Source text start

# Ariens Deluxe 30" Engine Question



## biscut (Oct 18, 2016)

In 2014/14 (not positive of the year) my John Deere 828 had a side blow out and engine done. I ended up with an Ariens Deluxe 30" with an 306cc AX line engine. I'm in Dutchess Cty NY and that year we only had a few snowstorms. I did what I always do with engines; break-in and oil change. I use synthetic 5-30 and/or 0-40 depending on what is on my shelf. Those are the 2 oils I use. Had an issue at year 3 with the auger gearbox and the repair shop mentioned the shoe IIRC needed repair. I was surprised and raised the fact it had less than 20 hours on the clock with residential use. Ariens ended up covering it under warranty. No issue since. 

Want to check in and say Hi! and ask if there are any issues I should be checking into. I haven't had any engine issues and it runs well but I did toss that OE spark plug and replace with a NGK.


----------



## Kiss4aFrog (Nov 3, 2013)

Welcome to SBF biscut









Spark plug replacement is always a good idea and going with an automotive name brand IMHO is the way to go. I use the Mobil 1 0-40 too.
I just this afternoon sold a 27" deluxe with the 254 cc. Great condition and ran like a top. I use Marine StaBil in my gas and try to get non-ethanol when possible.
Once a year pull the tires and lube the shafts, same with the shear pins and augers. Hit the grease zerks and keep a really light coat of grease or oil on the hex shaft and it should give you trouble free service for a long, long time.
I have a newer 28" Deluxe with a blown engine and a new 414 cc waiting for it just need to get off my butt. It's keeping my 1332 PowerShift company.

Not sure what you are referring to when you say the shop mentioned the "shoe" needed repair ?


















.


----------



## biscut (Oct 18, 2016)

Thank you Sir! The bottom pic is what happened to my 8HP Tecumseth on the Deere. It was about 17 years old and never saw a shop. Sorry, I am relatively clueless with snowblower terminology. I can see if I can find the repair invoice and get back to ya. I learned from wrenching on a Kawasaki brute Force that smaller engines are harder to work on than car/truck engines! I can change oil, plugs, gear oil, adjust cables, etc... Enough to get me in trobule. 

I have gone back and forth with 87 (I'm in NY and we get winter gas blend and I've never seen non-ethanol) and 93. It's confusing with those truly in the know still can't come to a consensus. So I'm using 87 and fuel stabilizer. I've read a few mention marine stabilizer is better so I'll do that. I make sure the carb is run dry before any storage. Hope that helps. Mine is 5/6 years old has electric start but usually starts 1 to 2 pulls on the cord so I don't use it.

Source text end

**Written task:** Copy the passage of the snowblower thread from "Once a year" to "needed repair ?" word for word. The lines that follow have no connection to the snowblower thread.

Information provided start

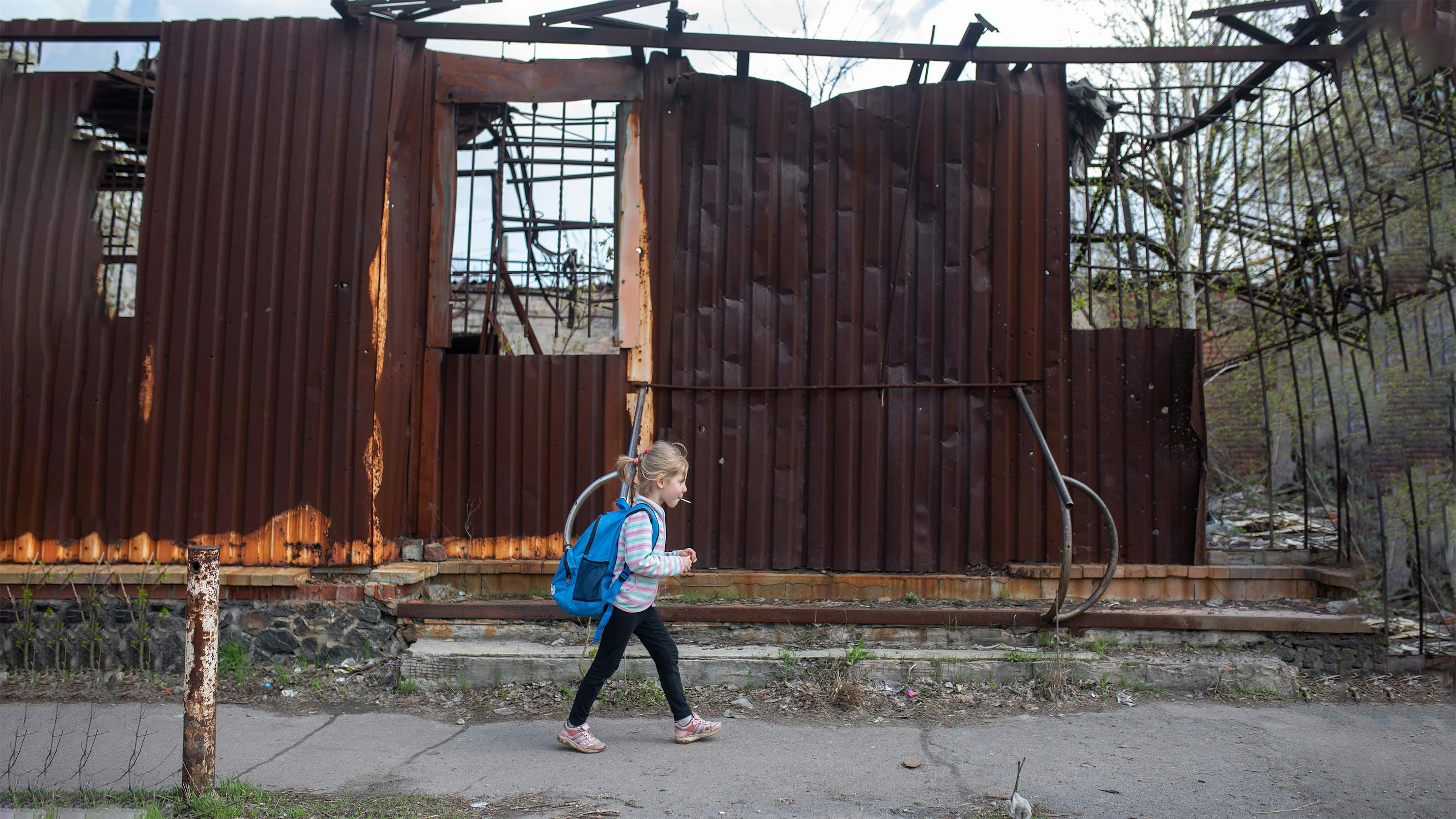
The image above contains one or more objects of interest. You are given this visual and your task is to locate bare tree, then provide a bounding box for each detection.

Information provided end

**Exercise output:**
Once a year pull the tires and lube the shafts, same with the shear pins and augers. Hit the grease zerks and keep a really light coat of grease or oil on the hex shaft and it should give you trouble free service for a long, long time.
I have a newer 28" Deluxe with a blown engine and a new 414 cc waiting for it just need to get off my butt. It's keeping my 1332 PowerShift company.

Not sure what you are referring to when you say the shop mentioned the "shoe" needed repair ?